=== Passage du texte ===
Réconcilier le citoyen avec les institutions

Avec l’élection de Macky Sall comme président de la République, la page Wade est désormais derrière nous. La fermeture de ce chapitre douloureux exhibe un flot de scandales symptomatiques de la gestion calamiteuse de Wade fondée sur la prédation des ressources publiques, les gabegies publiques et le népotisme. Sans aucun doute, Macky sall n’aura aucune de difficulté à mesurer les conséquences de cette gestion désastreuse sur l’économie nationale et le bien être des populations sénégalaises. L’Inspection générale d’Etat (Ige), la Cour des comptes, l’Autorité de régulation des marchés publics (Armp), la Commission nationale de lutte contre la non transparence, la corruption et la concussion (Cnlcc) ont produit une série de rapports épinglant la gestion de plusieurs ministres, directeurs de sociétés publiques, d’agences ou d’établissements à participation publique majoritaire. Les plus symboliques sont celles de Karim Wade à l’Anoci, la gestion des ressources du plan Takkal, celle de Awa Ndiaye, de Baïla Wone à la Lonase, les privatisations de la Sonacos, des Industries chimiques du Sénégal etc. Sans oublier l’attribution de la troisième licence de télécommunication à Sudatel. Transaction dans laquelle le Trésor public a été délestée de 20 milliards de Fcfa. Ces épais rapports qui dorment encore dans les tiroirs du palais de la République et de la justice documentent de manière exhaustive la mal gouvernance dont on fait montre les libéraux. Parmi les grands défis qui se posent à Macky Sall figure donc la réconciliation des Sénégalais avec les institutions. Une réconciliation qui ne peut toutefois pas se faire sans justice. Il ne s’agira pas de « verser dans la stigmatisation, non plus dans la chasse aux sorcières » mais de mettre fin à l’impunité érigée en règle depuis 12 ans. De toute évidence il y’aura un avant et après 25 mars.

=== Données sources ===
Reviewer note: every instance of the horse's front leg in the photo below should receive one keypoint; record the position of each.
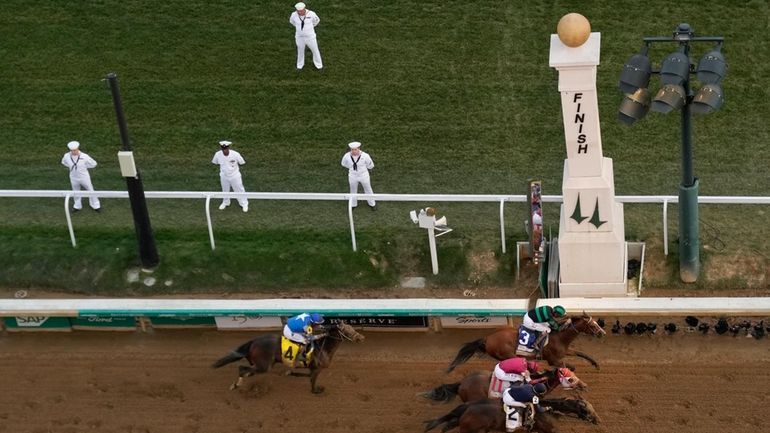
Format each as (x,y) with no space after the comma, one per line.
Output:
(313,377)
(579,354)
(243,371)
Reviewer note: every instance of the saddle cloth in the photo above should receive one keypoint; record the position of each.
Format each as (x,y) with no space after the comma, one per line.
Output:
(527,337)
(289,350)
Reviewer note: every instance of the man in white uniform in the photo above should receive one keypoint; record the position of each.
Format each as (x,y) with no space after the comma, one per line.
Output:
(304,21)
(78,164)
(229,162)
(358,164)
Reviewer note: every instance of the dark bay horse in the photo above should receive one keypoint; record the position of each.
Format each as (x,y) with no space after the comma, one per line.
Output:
(475,386)
(502,343)
(487,415)
(264,351)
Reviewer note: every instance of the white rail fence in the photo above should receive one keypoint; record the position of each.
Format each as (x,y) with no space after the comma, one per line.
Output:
(664,200)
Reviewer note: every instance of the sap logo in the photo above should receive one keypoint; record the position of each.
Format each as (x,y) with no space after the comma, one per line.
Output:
(99,319)
(472,319)
(31,322)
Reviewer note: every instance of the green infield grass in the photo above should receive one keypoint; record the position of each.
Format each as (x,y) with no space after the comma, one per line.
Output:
(447,97)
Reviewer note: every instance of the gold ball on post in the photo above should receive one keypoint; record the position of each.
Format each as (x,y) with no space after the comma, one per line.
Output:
(573,29)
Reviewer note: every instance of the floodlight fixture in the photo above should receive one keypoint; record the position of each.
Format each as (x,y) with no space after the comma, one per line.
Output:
(634,106)
(669,98)
(712,66)
(683,33)
(708,99)
(636,72)
(675,68)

=== Consigne de travail ===
Pouvez-vous poursuivre le texte sur la réconciliation du citoyen avec les institutions à partir de sa dernière phrase ? Les lignes constituent un matériau à part, sans lien avec le texte.

=== Résultat obtenu ===
Et les Sénégalais qui n’ont pas cédé à la fatalité de la défaite s’attendent à des ruptures dans la gouvernance. Que la gestion du régime libéral soit auditée afin de situer la responsabilité des uns et des autres conformément à la charte de bonne gouvernance des Assises nationales qui mentionne clairement que « Les biens communs et les deniers publics sont sacralisés ; tout détournement et toute utilisation indue de biens publics seront sévèrement sanctionnés selon la loi, quel qu’en soit l’auteur ». Ce signal fort contribuera, en plus de faire de l’obligation de rendre compte des décideurs publics un impératif de gestion et de justice, de réarmer moralement les citoyens qui savourent une victoire obtenue dans la douleur.